• Stated goal 1:
From the article on Hannover Re's 1.1 renewals, list each region that is given a numeric price increase, along with that figure.
• Stated goal 2:
Set down word for word the part of the Hannover Re renewals article starting with "Hannover Re used" and going on through "towards inflation-protected quality.".

• Source document:
= = = = =

Hannover Re used 1.1 for ‘portfolio steering’; leaves 14% unrenewed

Global reinsurance group  Hannover Re took an 8% risk-and inflation-adjusted price gain from the 1.1 reinsurance renewals, having used the market’s move towards heady price gains and tighter terms to steer its portfolio towards inflation-protected quality.

Management cited “far-reaching and significant improvements in prices and conditions with insurers carrying higher retentions.” Price increases were “particularly marked” for natural catastrophe covers and in aviation and marine reinsurance versus “moderate” gains in casualty.

Amid the overall dislocation between supply and demand, Hannover Re “had to take some conscious decisions on portfolio steering,” CEO Jean-Jacques Henchoz said.

“As a result, we have achieved a durable improvement of the quality of our portfolio from which we will benefit in the long run.”

Of the €9.87 billion up for renewal - 63% of Hannover Re's business - Hannover renewed €8.49 billion and left €1.38 billion or 14% either cancelled or altered.

Hannover Re steered chiefly towards excess of loss treaties over the inflation-stricken quota share deals.

Hannover Re responded with 21.4% growth in its non-proportional book to a premium volume of €3.16 billion and achieved a risk-adjusted price increase of 20.7%. Proportional treaties contracted by 8.7% to €6.64 billion and delivered a 3.4% risk adjusted price increase.

In natural catastrophe lines, Hannover Re grew premium volume by around 30% at 1.1 while taking an average 30% risk-adjusted price increases, what management called "sharp" improvement "to an extent not seen in decades."

“Further growth is expected in the renewals during the year,” management said.

Premium volume contraction in the low single digits were reported in global credit, surety and political risk lines where price growth was moderate at 3.7%. Aviation and marine reinsurance were likewise down 2.1% despite a 17.2% pricing gain. Agricultural lines also slipped in the book.

Premium volume from the EMEA region rose 2.5% “despite share reductions or cancellation of some large proportional treaties,” Hannover Re said, claiming “significantly higher prices” in continental Europe, especially for loss-affected covers in Germany and France. Prices for EMEA rose 7.2% year on year. The macro region accounts for 42.4% of 1.1 renewed premium.

The premium volume booked by Hannover Re in the Americas region rose 6.7% on a 12.9% price increase plus improved terms with gains on cat-exposed and other covers. The macro region accounts for 25% of 1.1 renewed premium.

In the Asia-Pacific region, where the bulk of business waits for an April 1 or later deadline, Hannover Re reduced its premium volume by 21.6%, citing a long list of large losses. Prices on renewed business in the region were up an average 4.5%.

= = = = =

• Point annotation records:
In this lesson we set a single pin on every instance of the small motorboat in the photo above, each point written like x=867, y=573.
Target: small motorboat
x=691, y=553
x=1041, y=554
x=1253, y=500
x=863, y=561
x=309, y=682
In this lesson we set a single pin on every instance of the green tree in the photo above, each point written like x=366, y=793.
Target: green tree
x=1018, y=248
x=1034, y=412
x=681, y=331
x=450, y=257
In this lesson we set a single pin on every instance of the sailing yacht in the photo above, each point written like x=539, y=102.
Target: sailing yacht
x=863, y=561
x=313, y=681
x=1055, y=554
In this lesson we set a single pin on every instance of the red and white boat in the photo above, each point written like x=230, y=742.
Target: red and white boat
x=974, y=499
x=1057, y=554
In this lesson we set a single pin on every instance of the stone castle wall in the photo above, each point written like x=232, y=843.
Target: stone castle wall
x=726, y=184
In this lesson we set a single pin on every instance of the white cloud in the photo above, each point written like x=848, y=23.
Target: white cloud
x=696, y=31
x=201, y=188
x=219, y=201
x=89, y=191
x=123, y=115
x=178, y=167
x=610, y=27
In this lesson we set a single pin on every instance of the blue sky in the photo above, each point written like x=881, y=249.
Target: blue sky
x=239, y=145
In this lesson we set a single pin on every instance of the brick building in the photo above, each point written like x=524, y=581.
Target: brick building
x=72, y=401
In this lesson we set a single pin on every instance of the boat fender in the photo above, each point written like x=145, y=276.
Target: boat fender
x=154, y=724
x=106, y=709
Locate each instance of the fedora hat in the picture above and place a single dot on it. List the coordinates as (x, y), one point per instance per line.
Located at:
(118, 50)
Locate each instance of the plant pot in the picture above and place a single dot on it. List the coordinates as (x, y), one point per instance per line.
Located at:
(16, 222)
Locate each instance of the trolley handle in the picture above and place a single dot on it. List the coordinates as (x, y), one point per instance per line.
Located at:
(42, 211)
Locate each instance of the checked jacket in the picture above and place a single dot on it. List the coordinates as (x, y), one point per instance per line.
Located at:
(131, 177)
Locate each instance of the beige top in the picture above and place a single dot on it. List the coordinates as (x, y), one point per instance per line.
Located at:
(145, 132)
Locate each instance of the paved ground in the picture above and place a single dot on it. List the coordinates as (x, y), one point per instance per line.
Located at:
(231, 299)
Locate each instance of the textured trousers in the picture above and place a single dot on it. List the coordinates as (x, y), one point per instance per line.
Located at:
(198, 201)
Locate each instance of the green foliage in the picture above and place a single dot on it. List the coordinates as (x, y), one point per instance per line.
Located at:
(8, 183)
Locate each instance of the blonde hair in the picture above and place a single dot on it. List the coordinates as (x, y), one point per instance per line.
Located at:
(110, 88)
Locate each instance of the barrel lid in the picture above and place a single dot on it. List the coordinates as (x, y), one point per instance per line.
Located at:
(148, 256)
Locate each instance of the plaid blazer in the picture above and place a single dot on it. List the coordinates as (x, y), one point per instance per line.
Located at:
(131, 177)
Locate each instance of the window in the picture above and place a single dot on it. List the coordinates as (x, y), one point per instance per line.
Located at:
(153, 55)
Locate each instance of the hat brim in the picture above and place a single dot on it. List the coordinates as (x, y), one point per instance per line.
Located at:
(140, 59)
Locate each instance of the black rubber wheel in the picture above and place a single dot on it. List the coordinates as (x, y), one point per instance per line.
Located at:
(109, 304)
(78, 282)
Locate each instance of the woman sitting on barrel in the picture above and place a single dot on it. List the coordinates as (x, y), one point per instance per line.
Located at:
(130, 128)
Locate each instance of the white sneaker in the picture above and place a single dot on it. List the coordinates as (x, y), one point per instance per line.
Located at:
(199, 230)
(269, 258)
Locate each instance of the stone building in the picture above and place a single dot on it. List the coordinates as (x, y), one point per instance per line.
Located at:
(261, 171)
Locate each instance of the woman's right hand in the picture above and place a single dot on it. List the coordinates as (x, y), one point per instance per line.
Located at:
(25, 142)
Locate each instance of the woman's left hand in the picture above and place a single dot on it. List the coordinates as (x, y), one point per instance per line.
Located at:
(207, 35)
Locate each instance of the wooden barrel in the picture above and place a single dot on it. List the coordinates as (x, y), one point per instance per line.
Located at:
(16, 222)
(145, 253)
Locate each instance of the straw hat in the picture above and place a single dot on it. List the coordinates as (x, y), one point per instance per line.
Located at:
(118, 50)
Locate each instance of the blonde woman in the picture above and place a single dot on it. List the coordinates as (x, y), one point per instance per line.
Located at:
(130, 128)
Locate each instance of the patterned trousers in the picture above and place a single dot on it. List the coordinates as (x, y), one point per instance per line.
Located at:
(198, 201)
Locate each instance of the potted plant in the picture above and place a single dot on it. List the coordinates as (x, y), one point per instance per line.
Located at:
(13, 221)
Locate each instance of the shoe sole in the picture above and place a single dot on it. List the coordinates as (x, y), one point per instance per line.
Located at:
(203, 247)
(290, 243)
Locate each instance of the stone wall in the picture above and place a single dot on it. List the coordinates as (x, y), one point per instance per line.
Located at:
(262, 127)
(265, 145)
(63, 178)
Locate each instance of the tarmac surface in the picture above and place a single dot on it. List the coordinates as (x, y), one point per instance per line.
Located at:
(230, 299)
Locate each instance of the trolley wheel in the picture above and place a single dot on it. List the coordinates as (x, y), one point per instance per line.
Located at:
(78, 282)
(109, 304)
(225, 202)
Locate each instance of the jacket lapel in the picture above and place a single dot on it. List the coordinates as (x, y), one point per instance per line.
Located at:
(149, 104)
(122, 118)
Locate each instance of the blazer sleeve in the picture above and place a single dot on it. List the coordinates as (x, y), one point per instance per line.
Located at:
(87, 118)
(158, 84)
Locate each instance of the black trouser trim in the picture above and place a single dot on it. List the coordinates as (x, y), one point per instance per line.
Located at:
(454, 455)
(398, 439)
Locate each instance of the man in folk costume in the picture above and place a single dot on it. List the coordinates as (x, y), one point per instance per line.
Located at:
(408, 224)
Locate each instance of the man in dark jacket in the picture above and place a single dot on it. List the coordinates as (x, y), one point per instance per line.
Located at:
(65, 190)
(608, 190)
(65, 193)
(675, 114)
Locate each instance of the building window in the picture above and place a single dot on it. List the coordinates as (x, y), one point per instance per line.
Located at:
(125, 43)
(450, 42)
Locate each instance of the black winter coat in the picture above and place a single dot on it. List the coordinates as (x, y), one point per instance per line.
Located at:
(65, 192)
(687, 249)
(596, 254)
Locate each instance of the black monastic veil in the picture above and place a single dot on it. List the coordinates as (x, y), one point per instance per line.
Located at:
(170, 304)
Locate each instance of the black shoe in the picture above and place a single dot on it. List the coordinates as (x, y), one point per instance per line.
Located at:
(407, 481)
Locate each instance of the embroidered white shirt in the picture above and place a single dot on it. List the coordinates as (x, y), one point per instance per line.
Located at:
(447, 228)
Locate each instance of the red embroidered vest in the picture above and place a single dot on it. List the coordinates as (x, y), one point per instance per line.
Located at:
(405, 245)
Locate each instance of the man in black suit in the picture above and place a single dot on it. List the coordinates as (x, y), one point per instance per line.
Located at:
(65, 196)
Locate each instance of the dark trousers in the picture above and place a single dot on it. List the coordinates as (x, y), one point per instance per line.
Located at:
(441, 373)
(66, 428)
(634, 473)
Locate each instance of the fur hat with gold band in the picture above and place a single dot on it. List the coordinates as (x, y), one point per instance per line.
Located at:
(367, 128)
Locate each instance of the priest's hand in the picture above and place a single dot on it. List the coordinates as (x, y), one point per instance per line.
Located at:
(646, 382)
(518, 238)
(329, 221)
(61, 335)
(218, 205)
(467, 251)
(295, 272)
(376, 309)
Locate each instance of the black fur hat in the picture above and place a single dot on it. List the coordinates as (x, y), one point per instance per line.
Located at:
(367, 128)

= = = = =

• Final answer 1:
- EMEA: 7.2%
- Americas: 12.9%
- Asia-Pacific: 4.5%

• Final answer 2:
Hannover Re used 1.1 for ‘portfolio steering’; leaves 14% unrenewed

Global reinsurance group  Hannover Re took an 8% risk-and inflation-adjusted price gain from the 1.1 reinsurance renewals, having used the market’s move towards heady price gains and tighter terms to steer its portfolio towards inflation-protected quality.